TASK INSTRUCTIONS: Copy every item below word for word, leaving out the pictures.

ITEMS:
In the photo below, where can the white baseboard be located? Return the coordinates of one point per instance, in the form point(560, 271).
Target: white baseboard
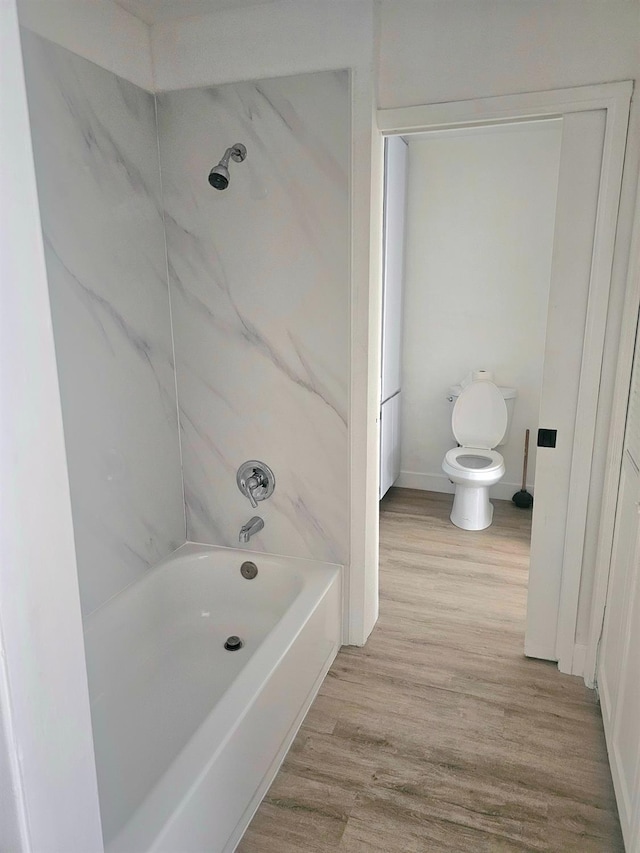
point(579, 657)
point(440, 483)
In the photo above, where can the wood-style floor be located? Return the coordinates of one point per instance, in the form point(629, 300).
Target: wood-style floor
point(439, 735)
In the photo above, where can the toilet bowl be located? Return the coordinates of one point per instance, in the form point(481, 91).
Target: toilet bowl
point(479, 422)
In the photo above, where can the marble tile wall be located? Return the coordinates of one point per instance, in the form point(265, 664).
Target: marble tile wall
point(259, 276)
point(96, 156)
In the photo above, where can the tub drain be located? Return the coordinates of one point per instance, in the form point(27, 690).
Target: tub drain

RESULT OF THE EXERCISE:
In the photo below, where can the white baseboard be located? Return the coordinates of one point per instance, in the form point(560, 271).
Target: white baseboard
point(579, 657)
point(440, 483)
In the photo above, where can the wood-style floor be located? Return the coordinates of one point per instance, in the form point(629, 300).
Target: wood-style floor
point(439, 735)
In the photo above, where can the toilet bowl be located? Return the coordinates of one point per instance, in the form point(481, 91).
Target: toilet bowl
point(479, 422)
In the photo above, where can the marble tile wall be located? Return the coordinates of one point per instance, in the form point(265, 664).
Target: marble tile wall
point(259, 276)
point(96, 156)
In the photo above, where can the tub drain be located? Return the coordinates of one point per instance, in the form point(27, 690).
Target: tub drain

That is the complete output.